» **SOURCE EXCERPT**:
Moscow’s recent military defeats, inflicted by a country that it never considered a serious adversary, have challenged Russia’s basic assumptions about itself and its role in the world.

The losses are also prompting Russia’s partners, allies and arms customers to reassess their relationships, with many voicing private shock about Moscow’s bungling even as they hold back from public criticism, according to diplomats.

“Russia’s reputation has taken a significant hit,” said Thomas Graham, Distinguished Fellow at the Council on Foreign Relations and the former senior director for Russia on the National Security Council in President George W. Bush’s White House. “It’s clear that Russia bogging down in Ukraine is going to raise questions about Russia’s own capacity, about its strength going forward and about how important a power it’s going to be on the global stage.”

Russian defenses crumbled this month after a rapid Ukrainian offensive in the eastern Kharkiv region, where Moscow had begun distributing Russian passports to residents and had recently opened schools following the Russian curriculum. In a hasty retreat, Russian troops vacated in just a few days a tenth of occupied Ukrainian territory. They abandoned hundreds of tanks, self-propelled howitzers and other armored vehicles, and large numbers of Russian troops were taken prisoner.

Russian forces were similarly forced to withdraw from Kyiv and two other regions of northern Ukraine in April. And in eastern Ukraine’s Donbas area, the “liberation” of which has been Moscow’s principal proclaimed war aim, Russia has managed to conquer only a small sliver of territory since then, with some of its gains reversed in recent days.

The poor leadership of Russia’s commanders has been compounded by the disappointing performance of its weapons, matched against more modern Western systems.

“What is currently happening on the front lines makes it clear that the Kremlin cannot demonstrate any victories, and that, in principle, there isn’t any likely scenario for anything that could be called a victory,” said opposition politician Ilya Ponomarev, who was the only Russian lawmaker to vote against annexing Ukraine’s Crimea peninsula in 2014.

To be sure, Russia still occupies about a fifth of Ukraine, including the 7% that it seized in 2014, and continues to strike cities, power stations and bridges across the country with long-range cruise missiles. A Ukrainian offensive in the southern Kherson region this month wasn’t as successful as in Kharkiv. Russia retains the ability to dramatically increase its armed forces through mandatory mobilization, a potentially unpopular step that the Kremlin has said isn’t being contemplated. Moscow also holds the ultimate card of using tactical nuclear weapons, though such an escalation would be fraught with unpredictable consequences for Russia itself and would contradict its proclaimed nuclear doctrine.

» **GIVEN INFORMATION**:
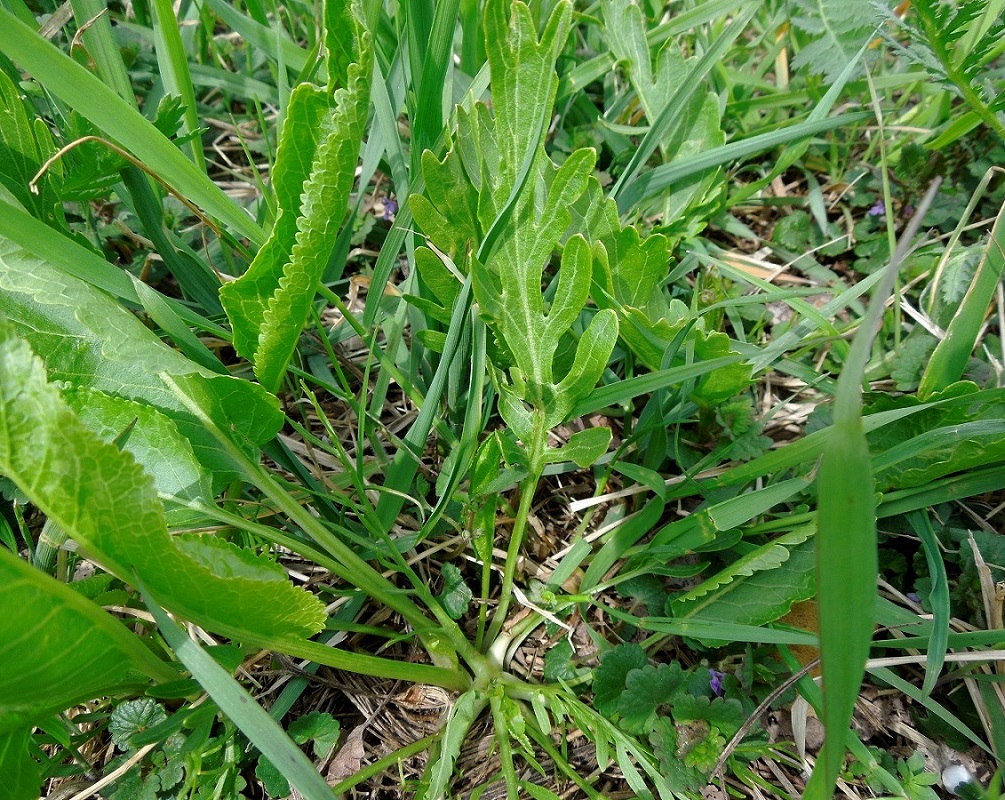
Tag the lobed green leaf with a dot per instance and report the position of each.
(91, 343)
(316, 167)
(105, 501)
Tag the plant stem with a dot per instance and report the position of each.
(536, 450)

» **REQUIREMENT 1**: Please reproduce the part of the article on Russia's military setbacks between "Russian forces were" and "modern Western systems.", inclusive.
» **REQUIREMENT 2**: According to the article on Russia's military setbacks, how much of Ukraine does Russia still occupy?

» **COMPLETE ANSWER 1**:
Russian forces were similarly forced to withdraw from Kyiv and two other regions of northern Ukraine in April. And in eastern Ukraine’s Donbas area, the “liberation” of which has been Moscow’s principal proclaimed war aim, Russia has managed to conquer only a small sliver of territory since then, with some of its gains reversed in recent days.

The poor leadership of Russia’s commanders has been compounded by the disappointing performance of its weapons, matched against more modern Western systems.

» **COMPLETE ANSWER 2**: About a fifth of Ukraine.